Problem statement:
Can you update everything from the start of the records down to the line containing "[(272, 156), (235, 86), (154, 24), (48, 107)]" by replacing "keypoint" with "marker" and leaving all else unchanged? Omit the pictures from your answer.

Stored items
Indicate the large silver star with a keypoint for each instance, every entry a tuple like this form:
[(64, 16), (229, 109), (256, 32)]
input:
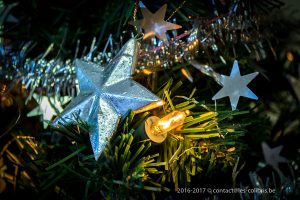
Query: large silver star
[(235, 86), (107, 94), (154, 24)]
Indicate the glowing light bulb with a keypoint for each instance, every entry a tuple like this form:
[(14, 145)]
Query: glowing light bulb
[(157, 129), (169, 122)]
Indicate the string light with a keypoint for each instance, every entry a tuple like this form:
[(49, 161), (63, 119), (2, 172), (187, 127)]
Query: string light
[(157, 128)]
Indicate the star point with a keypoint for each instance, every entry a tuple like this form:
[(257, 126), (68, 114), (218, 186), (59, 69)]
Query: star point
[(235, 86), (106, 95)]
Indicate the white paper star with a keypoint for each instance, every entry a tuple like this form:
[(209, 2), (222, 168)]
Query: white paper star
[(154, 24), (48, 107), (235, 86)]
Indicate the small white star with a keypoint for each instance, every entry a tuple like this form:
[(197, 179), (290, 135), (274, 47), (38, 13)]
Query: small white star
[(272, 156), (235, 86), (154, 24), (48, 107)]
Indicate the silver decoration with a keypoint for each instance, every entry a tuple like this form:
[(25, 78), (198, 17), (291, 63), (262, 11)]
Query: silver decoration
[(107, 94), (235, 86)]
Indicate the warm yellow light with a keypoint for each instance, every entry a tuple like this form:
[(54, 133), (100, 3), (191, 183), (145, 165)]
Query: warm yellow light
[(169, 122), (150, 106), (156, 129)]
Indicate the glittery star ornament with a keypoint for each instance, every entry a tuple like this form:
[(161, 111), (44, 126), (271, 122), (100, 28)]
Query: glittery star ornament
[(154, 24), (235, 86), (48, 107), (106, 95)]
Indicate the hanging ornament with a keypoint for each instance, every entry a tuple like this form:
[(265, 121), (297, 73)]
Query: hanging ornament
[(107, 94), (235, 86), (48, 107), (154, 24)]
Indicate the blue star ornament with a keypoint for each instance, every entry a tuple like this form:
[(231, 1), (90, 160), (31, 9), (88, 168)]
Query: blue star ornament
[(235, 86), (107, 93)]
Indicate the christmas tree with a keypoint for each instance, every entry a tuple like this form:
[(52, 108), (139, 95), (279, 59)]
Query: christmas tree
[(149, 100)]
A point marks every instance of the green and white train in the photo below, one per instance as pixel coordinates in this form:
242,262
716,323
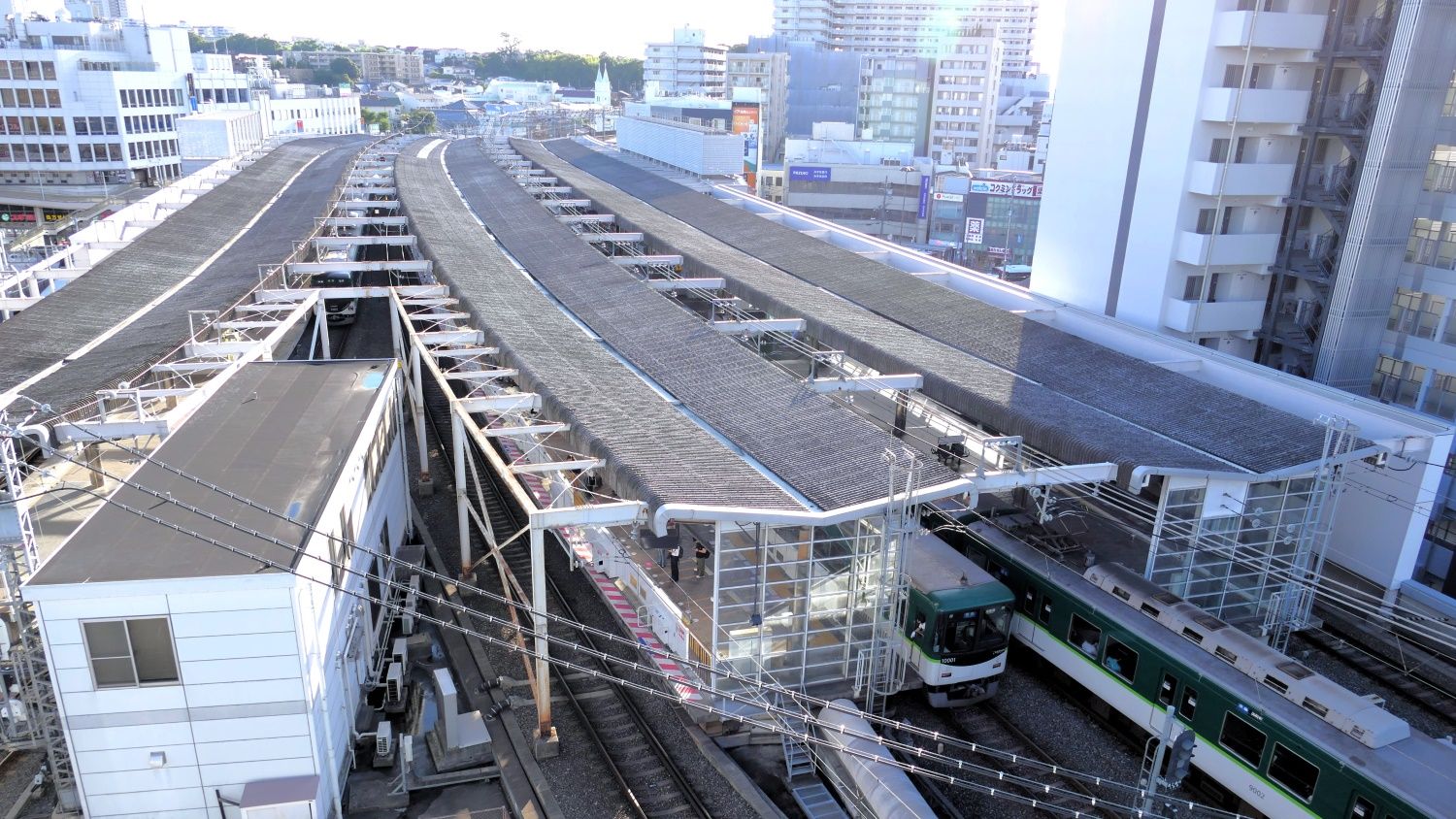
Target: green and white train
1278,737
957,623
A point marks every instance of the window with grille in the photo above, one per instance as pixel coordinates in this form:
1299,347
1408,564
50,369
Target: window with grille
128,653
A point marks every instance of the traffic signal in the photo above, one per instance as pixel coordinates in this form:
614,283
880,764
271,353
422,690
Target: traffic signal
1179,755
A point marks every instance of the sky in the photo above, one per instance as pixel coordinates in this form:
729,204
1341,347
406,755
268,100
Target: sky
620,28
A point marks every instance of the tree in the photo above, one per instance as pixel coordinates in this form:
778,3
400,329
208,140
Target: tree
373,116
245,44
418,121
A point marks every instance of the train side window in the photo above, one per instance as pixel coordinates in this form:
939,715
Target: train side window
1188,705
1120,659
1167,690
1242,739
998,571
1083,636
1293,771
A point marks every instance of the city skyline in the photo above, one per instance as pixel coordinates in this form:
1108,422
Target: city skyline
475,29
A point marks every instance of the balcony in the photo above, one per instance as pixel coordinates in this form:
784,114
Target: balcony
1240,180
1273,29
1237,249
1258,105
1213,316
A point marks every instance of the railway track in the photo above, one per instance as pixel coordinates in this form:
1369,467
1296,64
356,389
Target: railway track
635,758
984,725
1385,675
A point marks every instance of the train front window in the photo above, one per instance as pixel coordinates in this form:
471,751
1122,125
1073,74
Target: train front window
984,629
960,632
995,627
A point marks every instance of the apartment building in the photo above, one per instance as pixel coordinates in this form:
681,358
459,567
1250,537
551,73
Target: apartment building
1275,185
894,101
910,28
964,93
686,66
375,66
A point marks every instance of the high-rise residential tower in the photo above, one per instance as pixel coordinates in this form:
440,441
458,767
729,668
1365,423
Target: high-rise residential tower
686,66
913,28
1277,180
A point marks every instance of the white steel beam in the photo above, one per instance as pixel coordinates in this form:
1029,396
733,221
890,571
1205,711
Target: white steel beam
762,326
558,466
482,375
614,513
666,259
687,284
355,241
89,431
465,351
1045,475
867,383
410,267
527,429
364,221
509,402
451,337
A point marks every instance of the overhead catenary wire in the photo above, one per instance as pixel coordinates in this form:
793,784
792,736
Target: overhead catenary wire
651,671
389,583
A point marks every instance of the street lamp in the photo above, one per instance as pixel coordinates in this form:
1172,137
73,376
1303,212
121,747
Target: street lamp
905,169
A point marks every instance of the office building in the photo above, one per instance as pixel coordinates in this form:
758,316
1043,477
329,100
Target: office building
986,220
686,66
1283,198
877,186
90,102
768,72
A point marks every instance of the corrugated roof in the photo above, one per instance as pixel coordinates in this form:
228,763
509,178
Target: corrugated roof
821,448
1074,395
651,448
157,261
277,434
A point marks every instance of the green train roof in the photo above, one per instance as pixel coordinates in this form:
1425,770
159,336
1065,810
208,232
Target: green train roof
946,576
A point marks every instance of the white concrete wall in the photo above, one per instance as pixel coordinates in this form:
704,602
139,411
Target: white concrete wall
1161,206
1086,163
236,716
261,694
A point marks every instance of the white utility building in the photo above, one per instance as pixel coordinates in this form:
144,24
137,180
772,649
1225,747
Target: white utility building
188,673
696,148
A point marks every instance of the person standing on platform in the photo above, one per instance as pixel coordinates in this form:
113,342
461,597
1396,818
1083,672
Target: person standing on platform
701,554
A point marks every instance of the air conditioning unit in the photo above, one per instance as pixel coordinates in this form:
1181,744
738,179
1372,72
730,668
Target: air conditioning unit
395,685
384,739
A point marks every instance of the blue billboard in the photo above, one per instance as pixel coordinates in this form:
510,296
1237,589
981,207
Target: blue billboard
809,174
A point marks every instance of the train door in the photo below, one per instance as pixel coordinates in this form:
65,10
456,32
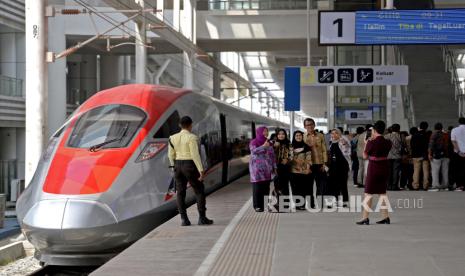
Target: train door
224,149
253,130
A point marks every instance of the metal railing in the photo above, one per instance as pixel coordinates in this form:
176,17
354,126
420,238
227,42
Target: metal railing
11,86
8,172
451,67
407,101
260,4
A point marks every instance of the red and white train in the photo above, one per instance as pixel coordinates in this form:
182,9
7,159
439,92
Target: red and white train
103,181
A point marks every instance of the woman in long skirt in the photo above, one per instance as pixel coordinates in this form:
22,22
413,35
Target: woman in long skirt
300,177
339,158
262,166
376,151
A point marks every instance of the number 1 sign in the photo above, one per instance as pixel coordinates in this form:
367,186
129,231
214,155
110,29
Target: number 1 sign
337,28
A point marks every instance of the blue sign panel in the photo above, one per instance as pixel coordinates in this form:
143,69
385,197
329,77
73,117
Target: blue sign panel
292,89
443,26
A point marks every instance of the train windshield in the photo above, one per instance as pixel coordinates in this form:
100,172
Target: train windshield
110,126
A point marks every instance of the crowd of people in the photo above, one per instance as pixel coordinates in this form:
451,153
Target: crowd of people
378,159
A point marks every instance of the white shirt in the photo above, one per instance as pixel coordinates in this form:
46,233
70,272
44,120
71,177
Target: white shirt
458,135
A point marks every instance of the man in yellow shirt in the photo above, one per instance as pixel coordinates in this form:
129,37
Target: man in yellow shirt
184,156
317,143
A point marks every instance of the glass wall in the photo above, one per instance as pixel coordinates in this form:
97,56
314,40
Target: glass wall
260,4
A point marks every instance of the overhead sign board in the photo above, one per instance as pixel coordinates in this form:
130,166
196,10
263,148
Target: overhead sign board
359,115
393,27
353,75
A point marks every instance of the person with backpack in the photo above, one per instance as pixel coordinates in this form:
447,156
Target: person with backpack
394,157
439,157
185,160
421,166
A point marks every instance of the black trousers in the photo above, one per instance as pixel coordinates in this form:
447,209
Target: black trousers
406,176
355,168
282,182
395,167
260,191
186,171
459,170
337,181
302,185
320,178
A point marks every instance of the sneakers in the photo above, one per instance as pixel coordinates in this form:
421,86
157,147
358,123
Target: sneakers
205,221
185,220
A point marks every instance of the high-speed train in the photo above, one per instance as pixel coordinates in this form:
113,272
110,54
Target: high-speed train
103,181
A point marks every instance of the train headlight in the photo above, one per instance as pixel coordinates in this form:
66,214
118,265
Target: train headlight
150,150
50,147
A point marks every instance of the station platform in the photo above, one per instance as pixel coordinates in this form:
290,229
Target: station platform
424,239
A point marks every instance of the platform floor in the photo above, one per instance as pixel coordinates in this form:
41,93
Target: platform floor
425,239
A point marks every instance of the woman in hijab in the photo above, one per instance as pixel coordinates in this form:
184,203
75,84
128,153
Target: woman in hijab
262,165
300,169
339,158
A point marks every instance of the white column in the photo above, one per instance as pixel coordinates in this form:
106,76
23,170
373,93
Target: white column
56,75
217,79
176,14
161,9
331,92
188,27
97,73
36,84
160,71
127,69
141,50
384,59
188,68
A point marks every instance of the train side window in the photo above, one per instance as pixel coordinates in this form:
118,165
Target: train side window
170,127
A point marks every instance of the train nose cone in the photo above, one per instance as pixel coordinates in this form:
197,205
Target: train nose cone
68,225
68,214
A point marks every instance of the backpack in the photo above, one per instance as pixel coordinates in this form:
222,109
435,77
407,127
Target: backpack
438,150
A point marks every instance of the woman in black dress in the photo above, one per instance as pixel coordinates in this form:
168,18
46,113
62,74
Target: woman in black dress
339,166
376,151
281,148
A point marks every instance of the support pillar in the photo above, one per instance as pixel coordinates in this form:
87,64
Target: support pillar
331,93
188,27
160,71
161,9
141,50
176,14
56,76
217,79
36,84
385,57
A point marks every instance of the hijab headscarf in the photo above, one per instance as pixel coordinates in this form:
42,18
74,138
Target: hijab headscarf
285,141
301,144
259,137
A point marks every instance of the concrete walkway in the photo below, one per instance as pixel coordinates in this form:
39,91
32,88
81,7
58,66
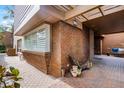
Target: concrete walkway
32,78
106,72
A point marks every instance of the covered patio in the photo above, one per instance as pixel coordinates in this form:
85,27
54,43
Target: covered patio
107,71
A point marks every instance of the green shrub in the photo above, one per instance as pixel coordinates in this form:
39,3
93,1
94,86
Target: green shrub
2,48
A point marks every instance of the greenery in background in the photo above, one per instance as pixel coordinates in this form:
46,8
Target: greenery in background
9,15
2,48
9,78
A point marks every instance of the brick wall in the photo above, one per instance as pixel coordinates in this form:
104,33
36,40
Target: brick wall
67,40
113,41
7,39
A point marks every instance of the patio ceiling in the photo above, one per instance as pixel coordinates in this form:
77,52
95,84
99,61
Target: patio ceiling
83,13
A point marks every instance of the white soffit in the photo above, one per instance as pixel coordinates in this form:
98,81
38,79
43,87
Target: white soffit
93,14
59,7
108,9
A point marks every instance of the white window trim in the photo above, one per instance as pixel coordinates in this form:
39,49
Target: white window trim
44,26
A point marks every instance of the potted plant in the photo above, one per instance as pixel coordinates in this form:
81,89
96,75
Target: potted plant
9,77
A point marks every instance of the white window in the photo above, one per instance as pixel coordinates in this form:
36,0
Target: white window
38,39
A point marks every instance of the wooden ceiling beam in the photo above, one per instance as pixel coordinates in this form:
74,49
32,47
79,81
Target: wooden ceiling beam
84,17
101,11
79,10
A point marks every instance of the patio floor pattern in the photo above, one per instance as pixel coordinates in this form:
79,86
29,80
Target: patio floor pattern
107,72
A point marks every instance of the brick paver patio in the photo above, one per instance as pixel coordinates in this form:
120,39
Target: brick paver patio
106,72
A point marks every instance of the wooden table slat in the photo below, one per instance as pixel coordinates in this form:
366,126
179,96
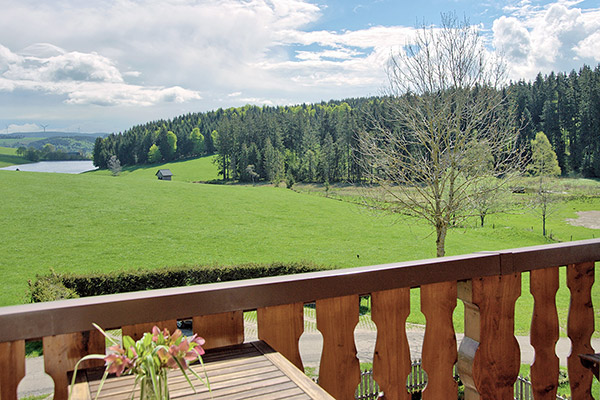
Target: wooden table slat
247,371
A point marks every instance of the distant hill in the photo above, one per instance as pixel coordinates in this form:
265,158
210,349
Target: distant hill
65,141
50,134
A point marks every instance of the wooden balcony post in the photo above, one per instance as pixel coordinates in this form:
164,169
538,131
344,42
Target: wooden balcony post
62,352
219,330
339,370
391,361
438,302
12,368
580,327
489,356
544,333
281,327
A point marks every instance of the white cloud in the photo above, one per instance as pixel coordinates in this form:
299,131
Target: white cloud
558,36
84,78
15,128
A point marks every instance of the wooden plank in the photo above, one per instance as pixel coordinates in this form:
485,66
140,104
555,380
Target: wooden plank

Reply to the task:
Indicate the large silver star with a marker for each instance, every entry a tuple like this form:
[(64, 16), (229, 109), (256, 32)]
input:
Query: large silver star
[(235, 86), (107, 94), (154, 24)]
Indicate the glowing light bulb with a marker for each instance, every entry a tuple like this form:
[(14, 145)]
Query: glowing light bulb
[(157, 129), (169, 122)]
Indicate the string light with a marker for each instance, every entry a tuple like this form:
[(49, 161), (63, 119), (2, 172), (187, 127)]
Query: string light
[(157, 128)]
Indicate the star point with a marker for each instance, every entry a tuple like this form:
[(257, 126), (68, 114), (218, 186), (59, 69)]
Query: star point
[(235, 86), (106, 95)]
Indicate the white paper star with a marker for each instance, every entry a tuple like this form:
[(209, 2), (222, 168)]
Query: white paper star
[(154, 24), (48, 107), (235, 86)]
Indicate the small white star with a marker for each instance, every entry a tuple like this form:
[(197, 179), (290, 135), (274, 47), (38, 13)]
Query: small white star
[(272, 156), (235, 86), (154, 24), (48, 107)]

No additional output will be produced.